- [WRITTEN REQUEST]: Every record below should be written out exactly; pictures stay out.

── MATERIAL FOR THIS TASK

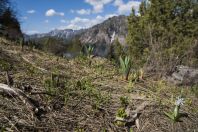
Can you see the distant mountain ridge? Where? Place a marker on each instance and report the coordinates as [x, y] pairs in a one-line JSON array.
[[98, 34], [63, 34]]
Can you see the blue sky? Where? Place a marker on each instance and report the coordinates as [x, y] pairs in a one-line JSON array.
[[39, 16]]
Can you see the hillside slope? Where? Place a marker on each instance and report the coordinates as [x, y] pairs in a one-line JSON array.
[[71, 95]]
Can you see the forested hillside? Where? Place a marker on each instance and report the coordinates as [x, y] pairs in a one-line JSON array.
[[164, 34]]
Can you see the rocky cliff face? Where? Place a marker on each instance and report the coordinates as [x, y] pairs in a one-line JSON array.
[[98, 34], [101, 33]]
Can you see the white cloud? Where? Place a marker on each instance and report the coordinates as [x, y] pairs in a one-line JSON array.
[[31, 11], [81, 23], [126, 7], [98, 5], [72, 11], [62, 21], [84, 11], [52, 12], [24, 18], [46, 21], [31, 32]]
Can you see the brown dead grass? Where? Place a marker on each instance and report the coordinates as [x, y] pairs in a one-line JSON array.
[[79, 112]]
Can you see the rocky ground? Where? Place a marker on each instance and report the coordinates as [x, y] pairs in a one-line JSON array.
[[57, 94]]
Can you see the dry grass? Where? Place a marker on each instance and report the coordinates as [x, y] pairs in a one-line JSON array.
[[88, 96]]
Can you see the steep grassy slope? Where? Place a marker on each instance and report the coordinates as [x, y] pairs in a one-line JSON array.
[[73, 95]]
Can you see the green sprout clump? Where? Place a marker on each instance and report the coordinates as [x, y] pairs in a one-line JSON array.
[[125, 66], [175, 115]]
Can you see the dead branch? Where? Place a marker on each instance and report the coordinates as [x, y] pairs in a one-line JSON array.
[[29, 102]]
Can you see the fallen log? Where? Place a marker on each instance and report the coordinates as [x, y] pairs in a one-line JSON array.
[[32, 105]]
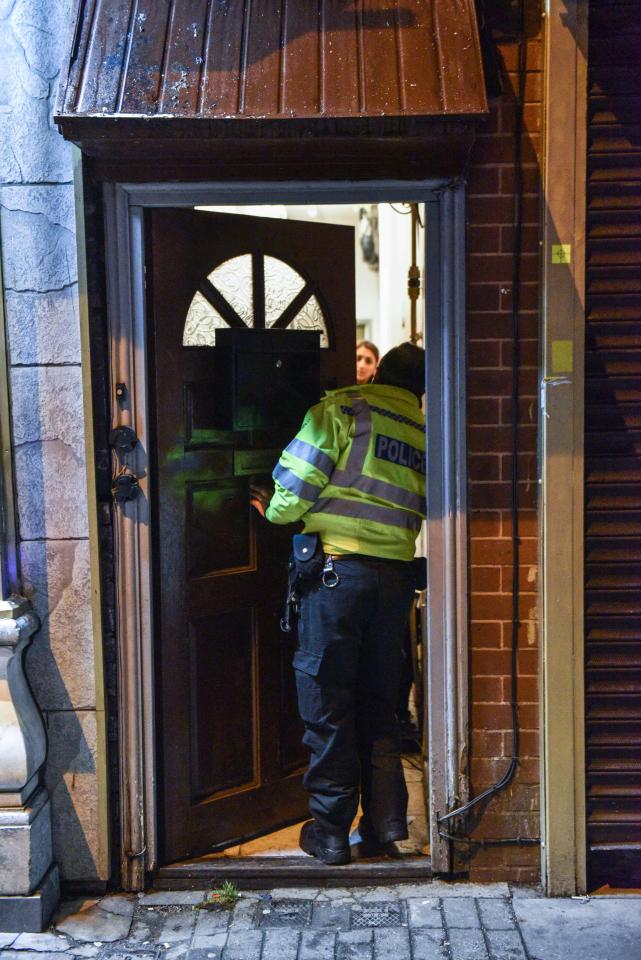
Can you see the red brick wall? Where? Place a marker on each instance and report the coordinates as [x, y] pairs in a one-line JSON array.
[[490, 264]]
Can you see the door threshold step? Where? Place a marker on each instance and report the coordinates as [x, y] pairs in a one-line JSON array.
[[261, 873]]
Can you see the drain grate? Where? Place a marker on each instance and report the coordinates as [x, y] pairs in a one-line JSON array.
[[286, 913], [377, 915]]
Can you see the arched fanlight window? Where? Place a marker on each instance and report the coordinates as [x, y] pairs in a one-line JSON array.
[[252, 290]]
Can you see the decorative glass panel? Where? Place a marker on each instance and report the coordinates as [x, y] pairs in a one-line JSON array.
[[233, 279], [310, 317], [282, 283], [201, 323]]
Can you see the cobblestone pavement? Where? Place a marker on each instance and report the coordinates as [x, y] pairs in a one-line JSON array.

────

- [SOLUTION FOR THIS EXERCISE]:
Can you see the distant mountain ridge? Where? Place a marker on each instance and report the coordinates as [x, y] pairs in a one-line JSON array.
[[98, 34], [63, 34]]
Can you see the blue sky? Where? Place a marker on each instance and report the coordinates as [x, y] pairs in a one-line JSON array.
[[39, 16]]
Can you see the hillside slope? Where? Place a marker on each instance and report the coordinates as [x, y] pairs in a one-line JSON array.
[[71, 95]]
Can you see the forested hillside? Where? Place a marker on each instance and report the coordinates as [x, y] pairs in a one-line JSON array.
[[164, 34]]
Can you see the rocky cliff face? Where? Place a marker on each instance and report the coordinates as [x, y] pairs in a one-line JSON array.
[[98, 34], [101, 33]]
Can you see the white cloud? Where? Place a marker on each instance and report the coordinates as [x, y] pairs in a one-line JSON array.
[[31, 11], [81, 23], [126, 7], [98, 5], [72, 11], [62, 21], [84, 11], [52, 12], [24, 18], [46, 21], [31, 32]]
Can you see the brown dead grass? Where? Place a marker on each instance and report the coordinates as [x, y] pairs in a one-line JSON array.
[[79, 112]]
Can you see the rocky ground? Where? Place a marker on each instance and report the coordinates as [x, y] pairs in a one-line JSON array.
[[57, 94]]
Can you see the dry grass? Where? Place a marker on each instance and report the coordinates as [x, y] pairs in a one-line JSON array.
[[88, 96]]
Can you see the steep grassy slope? Where? Place a marker on each instance and report the coordinates as [x, y] pairs in a one-line JSON array.
[[73, 95]]
Can you see the green sprout clump? Where? Place a marker on each instance and report the coordinates as [x, y] pairs in a one-line JSON array.
[[125, 66], [175, 115]]
Can you see the dead branch? Where? Place a marker on each instance and report the coordinates as [x, y] pairs in a one-line JSON array.
[[29, 102]]
Can you see the fallen log? Where? Place a marker on each instance and report the coordinates as [x, y] pairs in a one-line JSON array.
[[32, 105]]
Can you see the red brick wall? Where? Place a marker on each instance and report the coordinates as [x, y] pairs in a one-line JSON array.
[[490, 264]]
Can you see the door threshold step? Where? Place a marker on each instance and report the coordinates as [x, y] pairs in a one-line JSON array.
[[261, 873]]
Can you see the drain grate? Where? Place a marker on each instance and report the coordinates as [x, y] pairs in a one-line JSON array.
[[286, 913], [377, 915]]
Can you see the arched fanlight window? Where? Place a marker on each instance and report the coordinates as [x, y] pairs in a one-line JSON array.
[[252, 290]]
Can you see the decorative glass panel? Where? Place a marker on each instance and report the coordinates as [x, y] pairs in a one-line JSON array.
[[233, 279], [310, 317], [282, 283], [201, 323]]
Can you see the cobblestone pavement? Where? Place a marker on each instance and report the coordinates as [x, y] pairs in a one-line JSON array.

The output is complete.